SET TASK: Lines before the one containing "Target: man's eyebrow" are left out; copy that line and every later line through the end of the data exactly.

---- STORED RECORDS

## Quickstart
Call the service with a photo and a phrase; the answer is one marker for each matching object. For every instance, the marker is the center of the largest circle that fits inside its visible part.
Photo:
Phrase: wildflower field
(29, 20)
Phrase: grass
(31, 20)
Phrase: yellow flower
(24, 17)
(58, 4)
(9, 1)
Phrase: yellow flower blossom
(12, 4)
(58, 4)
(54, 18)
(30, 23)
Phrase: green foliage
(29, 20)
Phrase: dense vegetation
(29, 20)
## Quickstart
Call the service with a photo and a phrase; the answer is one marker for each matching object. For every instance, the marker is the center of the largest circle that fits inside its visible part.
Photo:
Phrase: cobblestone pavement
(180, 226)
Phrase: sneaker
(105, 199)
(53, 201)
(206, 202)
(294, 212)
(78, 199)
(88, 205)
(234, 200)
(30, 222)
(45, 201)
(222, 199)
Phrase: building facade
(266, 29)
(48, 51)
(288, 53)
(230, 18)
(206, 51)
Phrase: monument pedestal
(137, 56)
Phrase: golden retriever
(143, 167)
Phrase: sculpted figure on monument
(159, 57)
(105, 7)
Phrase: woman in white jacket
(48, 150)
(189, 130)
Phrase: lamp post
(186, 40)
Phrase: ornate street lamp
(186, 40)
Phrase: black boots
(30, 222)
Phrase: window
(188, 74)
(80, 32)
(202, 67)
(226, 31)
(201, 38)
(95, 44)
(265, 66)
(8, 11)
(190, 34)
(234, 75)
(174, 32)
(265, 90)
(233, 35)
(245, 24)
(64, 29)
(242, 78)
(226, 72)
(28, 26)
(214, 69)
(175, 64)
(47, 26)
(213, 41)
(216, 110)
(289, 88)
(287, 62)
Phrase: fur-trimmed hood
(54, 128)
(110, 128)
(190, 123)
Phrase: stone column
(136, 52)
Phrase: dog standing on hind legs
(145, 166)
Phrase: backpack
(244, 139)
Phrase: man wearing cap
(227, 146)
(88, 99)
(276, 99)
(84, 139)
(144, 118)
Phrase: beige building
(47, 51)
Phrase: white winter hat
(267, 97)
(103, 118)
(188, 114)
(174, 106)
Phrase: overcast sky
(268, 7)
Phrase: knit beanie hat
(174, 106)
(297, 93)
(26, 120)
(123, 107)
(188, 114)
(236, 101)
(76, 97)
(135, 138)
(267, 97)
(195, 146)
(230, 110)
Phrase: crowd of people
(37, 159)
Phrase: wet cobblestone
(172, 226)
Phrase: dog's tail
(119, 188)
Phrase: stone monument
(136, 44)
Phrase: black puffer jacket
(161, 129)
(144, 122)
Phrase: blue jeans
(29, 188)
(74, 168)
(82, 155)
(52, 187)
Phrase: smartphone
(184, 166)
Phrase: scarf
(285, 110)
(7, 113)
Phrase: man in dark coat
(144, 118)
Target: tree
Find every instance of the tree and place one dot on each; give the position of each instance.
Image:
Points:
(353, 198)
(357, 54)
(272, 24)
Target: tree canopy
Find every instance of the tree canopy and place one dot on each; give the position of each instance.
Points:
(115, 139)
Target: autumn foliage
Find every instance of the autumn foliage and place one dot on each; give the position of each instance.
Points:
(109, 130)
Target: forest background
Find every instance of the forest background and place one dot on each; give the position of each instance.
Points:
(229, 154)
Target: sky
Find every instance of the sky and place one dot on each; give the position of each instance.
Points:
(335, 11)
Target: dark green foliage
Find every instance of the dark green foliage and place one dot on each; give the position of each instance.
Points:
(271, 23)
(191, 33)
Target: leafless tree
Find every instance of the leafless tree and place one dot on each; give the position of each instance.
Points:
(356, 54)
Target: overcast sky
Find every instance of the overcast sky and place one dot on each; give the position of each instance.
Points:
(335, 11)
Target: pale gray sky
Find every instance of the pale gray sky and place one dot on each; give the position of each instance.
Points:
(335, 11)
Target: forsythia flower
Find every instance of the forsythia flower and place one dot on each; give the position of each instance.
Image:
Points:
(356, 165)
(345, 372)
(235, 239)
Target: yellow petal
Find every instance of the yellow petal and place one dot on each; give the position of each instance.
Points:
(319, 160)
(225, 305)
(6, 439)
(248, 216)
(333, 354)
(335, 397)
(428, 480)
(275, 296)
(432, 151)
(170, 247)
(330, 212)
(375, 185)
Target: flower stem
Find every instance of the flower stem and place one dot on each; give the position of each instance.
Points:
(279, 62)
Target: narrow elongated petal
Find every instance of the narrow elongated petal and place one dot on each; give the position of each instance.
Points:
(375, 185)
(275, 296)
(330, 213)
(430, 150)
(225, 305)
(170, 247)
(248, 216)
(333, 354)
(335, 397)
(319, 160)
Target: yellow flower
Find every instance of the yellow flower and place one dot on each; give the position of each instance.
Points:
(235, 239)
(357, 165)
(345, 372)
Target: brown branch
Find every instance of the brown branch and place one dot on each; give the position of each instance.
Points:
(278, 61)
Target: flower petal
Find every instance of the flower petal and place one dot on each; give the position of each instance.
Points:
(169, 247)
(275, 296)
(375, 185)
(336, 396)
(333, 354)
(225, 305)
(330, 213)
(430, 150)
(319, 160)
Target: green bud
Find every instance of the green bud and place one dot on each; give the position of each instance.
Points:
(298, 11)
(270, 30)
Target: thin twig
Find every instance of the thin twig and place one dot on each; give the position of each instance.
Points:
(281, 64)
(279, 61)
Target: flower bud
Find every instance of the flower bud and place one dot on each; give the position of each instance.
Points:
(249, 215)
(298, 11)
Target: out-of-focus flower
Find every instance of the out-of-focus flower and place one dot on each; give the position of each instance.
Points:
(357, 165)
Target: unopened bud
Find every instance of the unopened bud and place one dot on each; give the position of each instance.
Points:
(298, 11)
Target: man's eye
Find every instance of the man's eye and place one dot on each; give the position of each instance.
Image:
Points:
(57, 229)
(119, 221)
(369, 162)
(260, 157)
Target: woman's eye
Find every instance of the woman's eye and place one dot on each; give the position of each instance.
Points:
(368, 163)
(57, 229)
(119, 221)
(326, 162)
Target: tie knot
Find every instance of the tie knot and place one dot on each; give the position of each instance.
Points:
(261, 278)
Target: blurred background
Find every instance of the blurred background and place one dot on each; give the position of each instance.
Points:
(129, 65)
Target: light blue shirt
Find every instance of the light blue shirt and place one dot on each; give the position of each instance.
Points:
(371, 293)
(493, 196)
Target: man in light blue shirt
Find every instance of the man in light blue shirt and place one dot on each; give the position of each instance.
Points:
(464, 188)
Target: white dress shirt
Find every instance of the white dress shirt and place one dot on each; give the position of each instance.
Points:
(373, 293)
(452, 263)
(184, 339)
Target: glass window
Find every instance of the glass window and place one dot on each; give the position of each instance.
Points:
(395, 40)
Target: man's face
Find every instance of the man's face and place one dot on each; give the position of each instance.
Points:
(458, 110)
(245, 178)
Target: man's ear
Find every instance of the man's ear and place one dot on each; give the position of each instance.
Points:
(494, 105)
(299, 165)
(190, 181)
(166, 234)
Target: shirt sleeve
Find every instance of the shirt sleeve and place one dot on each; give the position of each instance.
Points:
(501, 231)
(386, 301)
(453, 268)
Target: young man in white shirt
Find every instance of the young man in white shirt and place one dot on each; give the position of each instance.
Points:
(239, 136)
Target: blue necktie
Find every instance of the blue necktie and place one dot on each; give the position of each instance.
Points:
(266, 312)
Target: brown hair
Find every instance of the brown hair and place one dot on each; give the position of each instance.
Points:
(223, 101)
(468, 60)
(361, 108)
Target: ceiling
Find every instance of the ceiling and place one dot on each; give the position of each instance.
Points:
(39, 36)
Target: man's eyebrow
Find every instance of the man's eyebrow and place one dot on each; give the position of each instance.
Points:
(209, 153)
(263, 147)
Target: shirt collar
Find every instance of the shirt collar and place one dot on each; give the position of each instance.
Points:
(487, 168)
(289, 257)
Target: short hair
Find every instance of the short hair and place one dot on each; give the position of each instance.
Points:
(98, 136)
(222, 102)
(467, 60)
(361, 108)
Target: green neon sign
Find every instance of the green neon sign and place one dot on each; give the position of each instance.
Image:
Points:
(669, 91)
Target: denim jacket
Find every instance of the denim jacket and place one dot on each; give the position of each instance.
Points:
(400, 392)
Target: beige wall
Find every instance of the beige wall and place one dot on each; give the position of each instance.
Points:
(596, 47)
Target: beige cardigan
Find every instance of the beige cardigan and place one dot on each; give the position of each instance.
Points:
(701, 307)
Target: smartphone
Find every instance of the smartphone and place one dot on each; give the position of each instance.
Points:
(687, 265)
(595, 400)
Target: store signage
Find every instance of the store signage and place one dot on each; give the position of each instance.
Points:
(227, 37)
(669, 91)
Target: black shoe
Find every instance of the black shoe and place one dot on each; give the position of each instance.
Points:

--------

EXERCISE SOLUTION:
Target: man's eyebrow
Find every instance of the man's eyebrow and place one dot on each; give the position of each instance.
Points:
(209, 153)
(263, 147)
Target: shirt collar
Find every instance of the shirt collar and place one dot on each; give the position of each instance.
Points:
(487, 168)
(289, 257)
Target: short hair
Find every instance of the short hair and place one dot on each; give the position of each instance.
Points:
(98, 136)
(222, 102)
(467, 60)
(361, 108)
Target: green neon sign
Find every instance of the green neon sign and place one dot on each; give the position of each instance.
Image:
Points:
(669, 91)
Target: denim jacket
Find every instance of the denim jacket and place one dot on each; give the position of each instance.
Points:
(400, 392)
Target: beige wall
Find every instance of the beige wall and place one dot on each; give the position of each instance.
Points:
(596, 47)
Target: beige cardigan
Find every instance of the beige cardigan and place one dot on each; give the position of each instance.
Points:
(701, 307)
Target: smartphone
Find every instance of the smartphone and place one dot on each; give the position of each instance.
Points:
(687, 265)
(595, 400)
Target: store signage
Find every instance of the store signage and place one dot on each; give the position of each instance.
Points:
(227, 37)
(669, 91)
Target: black shoe
Find every instance of the black shoe and place one dot on each; give the position of each instance.
Points:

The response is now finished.